### What is needed
Word for word, transcribe the lines from the one containing "When the pointer" through the end of the entries, both included, and nothing else.

### Material for the task
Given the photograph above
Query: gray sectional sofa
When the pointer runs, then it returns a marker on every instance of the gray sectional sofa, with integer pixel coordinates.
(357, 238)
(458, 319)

### Your solution
When the pointer runs, then it returns a marker on every instance of the gray sectional sofa, with integer pixel coordinates.
(357, 238)
(458, 319)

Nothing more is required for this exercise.